Partes del ejercicio ->
(1) Según el fragmento, ¿qué grabó cuando todavía no tenía grabadora?
(2) Por favor, copia del fragmento el pasaje que empieza con "Él no nació" y sigue hasta "llegar al final.".

No llegaba ni al interruptor de la luz, pero ya quería encaramarse a la altura de Galeano. Le fascinaba hacer piruetas con las palabras, y virarlas, porque el mundo seguía al revés. Félix Pita Astudillo le mostró cómo embarrarse de Che el corazón, y estaba loco por contar a todos su travesura de letras y periódicos mágicos.
Soñaba ser periodista mientras aún cazaba ranas con lanzas en charcos y lodazales, cuando grabó su primer casete de los Beatles todavía sin tener grabadora, y al llegar a la edad en que le era más fácil enamorar a una hoja en blanco que a una jovencita en uniforme azul.
Hasta matriculó la carrera donde unos te alientan a garciamarquear textos propios, y otros te dan palos y nota de 2 para que no te creas Benedetti.
Él no nació rodeado de musas. Nunca tuvo una siquiera que le soplara imágenes para crónicas y entrevistas. Siempre hubo de halarlas por los pies para conseguir esa primera oración de tantos bocetos, y amarrarlas para llegar al final.
En tiempos de Universidad no andaba en zapatos del lustre de la Colina sino en botas con color de guaguas. Al pantalón y las camisas se les salía el campo por los bolsillos. En el maletín los que más pesaban eran sus sueños. Venció con buenas notas y prestigio, aunque no logró arrancarse una verdadera emoción a sí mismo.
Luego llegaron los tiempos de aprender a descubrir muchísimos gatos, en cooperativas, fábricas y empresas donde quieren que veas liebres. Por eso acudió primero al viejo Leonardo Cuesta, para que le enseñara cuáles rendimientos merecen líneas elogiosas y cuáles son solo humo. Y entendió que no puedes presentar un millón de litros de leche como una hazaña, si antes producías 50 millones.
No lo consiguió desde el inicio. Por aquellos días se le enredaron las toneladas y los ceros a la derecha del número, y hasta hubo algún lector avezado que llamó para burlarse de su gazapo. Esas lecciones no se olvidan.

[Entradas de datos guardadas]

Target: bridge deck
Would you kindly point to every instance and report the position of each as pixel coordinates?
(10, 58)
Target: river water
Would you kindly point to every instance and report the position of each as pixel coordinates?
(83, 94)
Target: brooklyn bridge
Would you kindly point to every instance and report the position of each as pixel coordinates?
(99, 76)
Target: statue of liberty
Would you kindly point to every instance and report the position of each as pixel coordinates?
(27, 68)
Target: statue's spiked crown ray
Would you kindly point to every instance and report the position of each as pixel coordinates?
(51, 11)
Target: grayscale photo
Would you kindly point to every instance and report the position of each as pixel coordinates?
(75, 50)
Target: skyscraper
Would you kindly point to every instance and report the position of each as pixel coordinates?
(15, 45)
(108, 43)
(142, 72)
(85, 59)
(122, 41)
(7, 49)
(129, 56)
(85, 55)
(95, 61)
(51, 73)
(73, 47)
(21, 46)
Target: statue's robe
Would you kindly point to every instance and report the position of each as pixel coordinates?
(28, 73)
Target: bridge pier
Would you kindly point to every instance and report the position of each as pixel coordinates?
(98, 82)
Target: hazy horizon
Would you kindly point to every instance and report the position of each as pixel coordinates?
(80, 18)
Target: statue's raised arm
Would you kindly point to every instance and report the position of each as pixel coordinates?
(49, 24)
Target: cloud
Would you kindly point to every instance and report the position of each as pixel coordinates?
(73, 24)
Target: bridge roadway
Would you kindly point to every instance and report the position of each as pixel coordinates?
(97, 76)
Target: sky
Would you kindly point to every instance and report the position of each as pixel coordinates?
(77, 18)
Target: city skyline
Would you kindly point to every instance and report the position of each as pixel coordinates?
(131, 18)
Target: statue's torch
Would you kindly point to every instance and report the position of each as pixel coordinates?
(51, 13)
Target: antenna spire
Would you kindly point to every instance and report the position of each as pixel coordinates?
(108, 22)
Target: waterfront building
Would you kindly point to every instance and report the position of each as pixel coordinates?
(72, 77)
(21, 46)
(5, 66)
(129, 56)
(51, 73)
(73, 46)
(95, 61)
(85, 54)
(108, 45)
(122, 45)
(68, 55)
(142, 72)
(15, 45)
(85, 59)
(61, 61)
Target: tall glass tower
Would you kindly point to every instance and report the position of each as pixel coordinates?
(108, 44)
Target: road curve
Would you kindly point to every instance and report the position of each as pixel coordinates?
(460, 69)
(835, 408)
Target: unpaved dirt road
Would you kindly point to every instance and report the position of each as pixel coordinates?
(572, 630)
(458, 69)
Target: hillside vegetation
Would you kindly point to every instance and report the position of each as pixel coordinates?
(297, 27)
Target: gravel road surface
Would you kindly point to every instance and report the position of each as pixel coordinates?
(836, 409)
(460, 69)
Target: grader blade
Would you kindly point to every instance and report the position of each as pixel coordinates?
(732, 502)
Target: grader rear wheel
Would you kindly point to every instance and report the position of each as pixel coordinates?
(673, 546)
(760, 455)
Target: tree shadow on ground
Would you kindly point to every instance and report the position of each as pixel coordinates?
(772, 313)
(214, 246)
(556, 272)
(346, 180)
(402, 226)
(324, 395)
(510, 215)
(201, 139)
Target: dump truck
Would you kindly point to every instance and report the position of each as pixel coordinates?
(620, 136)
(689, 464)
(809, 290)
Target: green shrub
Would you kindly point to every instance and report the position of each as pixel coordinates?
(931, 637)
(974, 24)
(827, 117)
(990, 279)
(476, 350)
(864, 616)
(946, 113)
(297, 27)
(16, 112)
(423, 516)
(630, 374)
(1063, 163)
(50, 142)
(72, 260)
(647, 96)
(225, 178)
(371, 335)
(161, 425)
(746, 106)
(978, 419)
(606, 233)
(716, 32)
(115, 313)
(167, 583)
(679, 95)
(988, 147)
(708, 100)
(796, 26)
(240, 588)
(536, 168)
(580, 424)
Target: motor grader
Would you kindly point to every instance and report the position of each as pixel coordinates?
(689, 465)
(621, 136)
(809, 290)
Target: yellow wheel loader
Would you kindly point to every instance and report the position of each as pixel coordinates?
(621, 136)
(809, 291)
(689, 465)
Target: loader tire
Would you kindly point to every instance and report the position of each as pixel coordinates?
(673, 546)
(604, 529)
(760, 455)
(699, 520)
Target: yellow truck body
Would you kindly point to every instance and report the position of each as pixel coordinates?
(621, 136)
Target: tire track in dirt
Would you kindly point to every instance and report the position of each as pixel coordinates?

Resultados ->
(1) Su primer casete de los Beatles.

(2)
Él no nació rodeado de musas. Nunca tuvo una siquiera que le soplara imágenes para crónicas y entrevistas. Siempre hubo de halarlas por los pies para conseguir esa primera oración de tantos bocetos, y amarrarlas para llegar al final.